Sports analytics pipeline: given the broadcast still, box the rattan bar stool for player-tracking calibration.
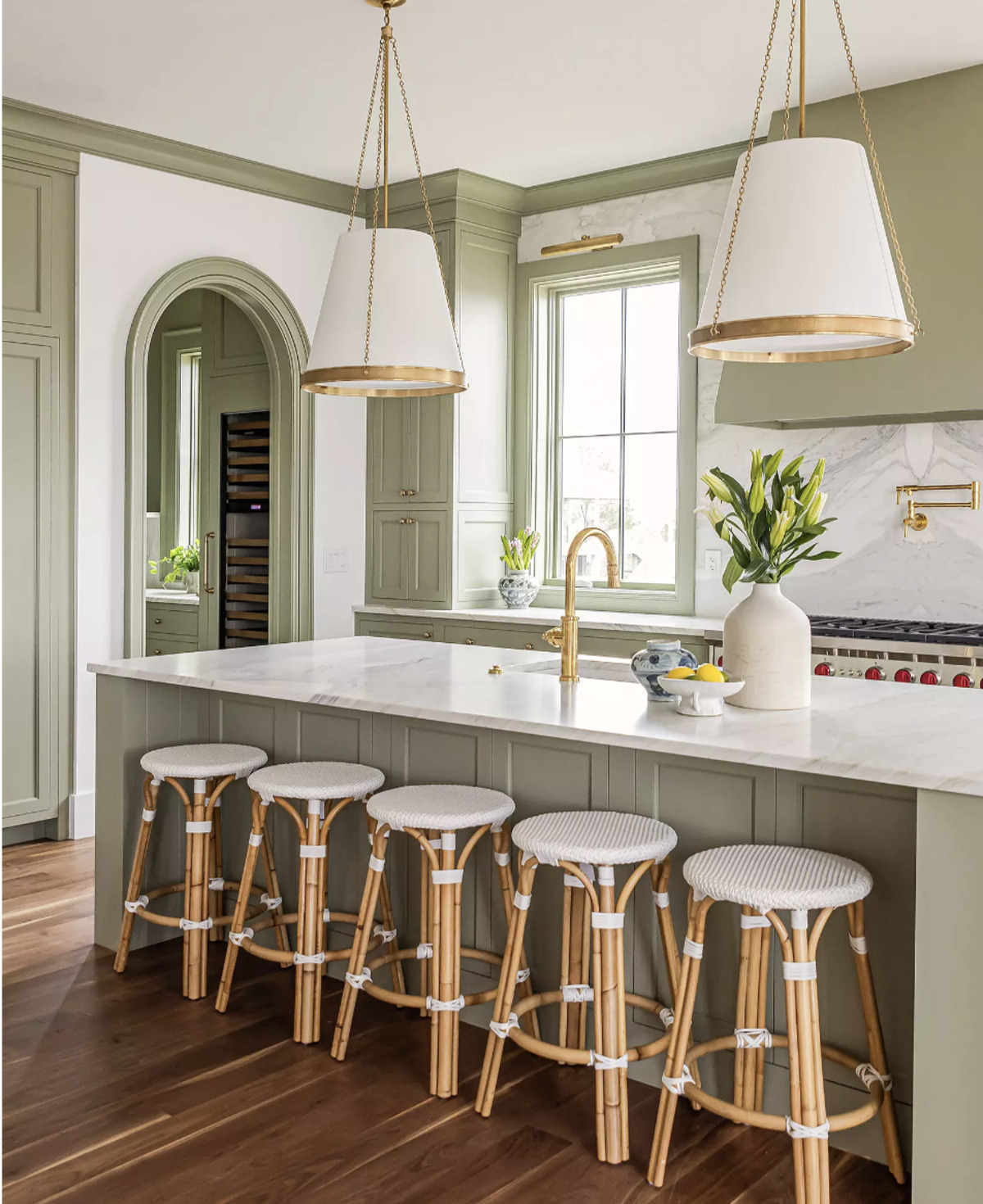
[215,761,405,1045]
[474,812,679,1163]
[113,744,277,999]
[331,785,537,1098]
[648,845,904,1204]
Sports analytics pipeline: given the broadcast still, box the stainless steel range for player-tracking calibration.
[713,615,983,690]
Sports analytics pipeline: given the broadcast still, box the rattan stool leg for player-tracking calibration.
[215,792,270,1012]
[492,823,540,1040]
[847,902,904,1184]
[648,897,713,1187]
[331,825,389,1062]
[474,858,537,1116]
[113,773,161,974]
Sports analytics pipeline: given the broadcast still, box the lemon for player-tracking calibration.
[696,664,727,681]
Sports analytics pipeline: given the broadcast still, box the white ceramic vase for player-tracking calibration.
[724,584,812,710]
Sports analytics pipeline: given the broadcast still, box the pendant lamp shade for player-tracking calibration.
[301,229,468,397]
[689,138,914,362]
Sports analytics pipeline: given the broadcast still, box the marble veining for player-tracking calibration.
[519,188,983,622]
[89,637,983,796]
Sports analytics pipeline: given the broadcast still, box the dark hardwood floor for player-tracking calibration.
[3,842,909,1204]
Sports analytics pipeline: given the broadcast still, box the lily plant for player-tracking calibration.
[697,448,840,594]
[499,527,540,572]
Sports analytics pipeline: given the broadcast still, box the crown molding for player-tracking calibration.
[3,97,351,213]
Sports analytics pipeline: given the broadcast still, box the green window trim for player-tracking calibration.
[514,235,699,614]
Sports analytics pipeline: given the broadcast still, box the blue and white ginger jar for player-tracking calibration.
[632,640,697,702]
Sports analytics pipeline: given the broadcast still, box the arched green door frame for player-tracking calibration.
[123,258,313,656]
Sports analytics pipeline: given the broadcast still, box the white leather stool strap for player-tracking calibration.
[663,1066,695,1096]
[488,1012,519,1040]
[786,1116,829,1142]
[591,912,624,928]
[427,994,464,1012]
[781,962,816,983]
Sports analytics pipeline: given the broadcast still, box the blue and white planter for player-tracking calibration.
[632,640,697,703]
[499,568,540,609]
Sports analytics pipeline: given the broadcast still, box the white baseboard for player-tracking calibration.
[69,790,95,840]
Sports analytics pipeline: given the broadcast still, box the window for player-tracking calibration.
[517,238,696,609]
[176,351,202,544]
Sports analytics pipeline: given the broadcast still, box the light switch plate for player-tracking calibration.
[324,548,348,573]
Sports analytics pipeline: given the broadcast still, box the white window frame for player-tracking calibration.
[515,235,699,614]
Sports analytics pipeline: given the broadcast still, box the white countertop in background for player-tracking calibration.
[89,636,983,794]
[351,604,724,640]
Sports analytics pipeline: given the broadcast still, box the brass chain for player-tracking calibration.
[709,0,781,338]
[392,38,464,364]
[832,0,925,336]
[781,0,796,140]
[364,34,389,368]
[348,38,383,233]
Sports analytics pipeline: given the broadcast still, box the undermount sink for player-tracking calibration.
[506,656,636,685]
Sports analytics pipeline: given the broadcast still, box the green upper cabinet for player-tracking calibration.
[369,397,451,505]
[717,66,983,426]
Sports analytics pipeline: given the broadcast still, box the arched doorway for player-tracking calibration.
[124,258,313,656]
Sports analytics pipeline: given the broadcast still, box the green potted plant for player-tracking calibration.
[700,448,840,710]
[148,540,200,594]
[499,527,540,609]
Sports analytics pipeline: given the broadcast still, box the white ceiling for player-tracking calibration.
[3,0,983,185]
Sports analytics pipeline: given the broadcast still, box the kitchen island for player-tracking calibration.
[90,638,983,1204]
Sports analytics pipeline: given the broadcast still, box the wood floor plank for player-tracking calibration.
[3,842,909,1204]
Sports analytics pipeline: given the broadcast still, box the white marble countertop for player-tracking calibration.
[143,589,197,605]
[351,602,724,640]
[89,636,983,794]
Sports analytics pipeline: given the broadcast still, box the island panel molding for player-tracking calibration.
[90,638,935,1170]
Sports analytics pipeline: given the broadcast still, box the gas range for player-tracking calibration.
[713,615,983,690]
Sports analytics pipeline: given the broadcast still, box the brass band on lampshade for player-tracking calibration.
[300,361,468,397]
[689,315,914,364]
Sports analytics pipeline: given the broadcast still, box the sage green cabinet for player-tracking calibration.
[369,509,450,602]
[369,397,451,505]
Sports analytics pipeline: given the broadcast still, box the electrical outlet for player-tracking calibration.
[324,548,348,573]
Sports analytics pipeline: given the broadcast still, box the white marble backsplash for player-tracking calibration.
[519,188,983,622]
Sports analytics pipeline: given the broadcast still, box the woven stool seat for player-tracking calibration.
[689,847,873,912]
[366,786,515,832]
[512,812,676,866]
[140,744,266,779]
[249,761,386,803]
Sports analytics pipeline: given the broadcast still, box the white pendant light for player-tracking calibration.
[301,0,468,397]
[689,0,921,364]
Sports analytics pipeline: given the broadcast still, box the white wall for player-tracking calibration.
[75,154,365,799]
[519,188,983,622]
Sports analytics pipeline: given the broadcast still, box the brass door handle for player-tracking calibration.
[202,531,215,594]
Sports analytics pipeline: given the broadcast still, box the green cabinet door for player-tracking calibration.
[369,397,451,505]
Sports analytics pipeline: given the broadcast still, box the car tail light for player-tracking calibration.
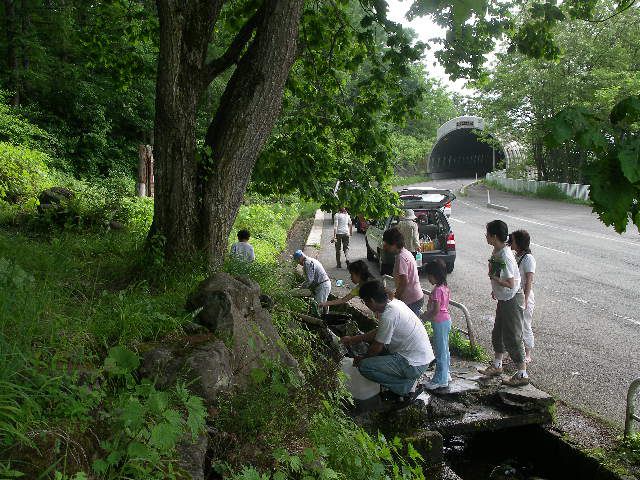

******

» Task directions
Quote the listing above word for word, starting with the line that contains "door frame for player-tracking calibration." and continuing through the line that contains "[351,604,724,640]", with both of those lines included.

» Solved problem
Sports analytics pipeline: given the broadcast still, box the arched green door frame for player-tracking calibration.
[123,258,313,656]
Sports analytics pipeline: given the broadcast still, box the white leather stool strap for player-tracking calibration.
[663,1066,695,1096]
[488,1012,519,1040]
[786,1116,829,1142]
[591,912,624,928]
[427,994,464,1012]
[781,962,816,983]
Sports analytics pipeline: given the broadcast still, box the blue and white planter for player-tracking calibration.
[632,640,697,703]
[499,568,540,609]
Sports analytics pipeline: given the broadcast still, box the white baseboard for player-tracking calibration.
[69,790,95,840]
Sports analytics pipeline: given the broadcast still, box the window for player-tracking calibration.
[517,238,696,609]
[176,351,202,544]
Sports analytics pipeline: given the broadcast still, box the light switch plate for player-tracking calibration.
[324,548,348,573]
Sports analytics pipeline: given the broadcast still, box the white window frame for player-tracking calibration.
[515,235,699,614]
Sports analytics pipeline: given the broadcast still, box the white countertop in background for player-tracking calibration.
[89,636,983,794]
[351,604,724,640]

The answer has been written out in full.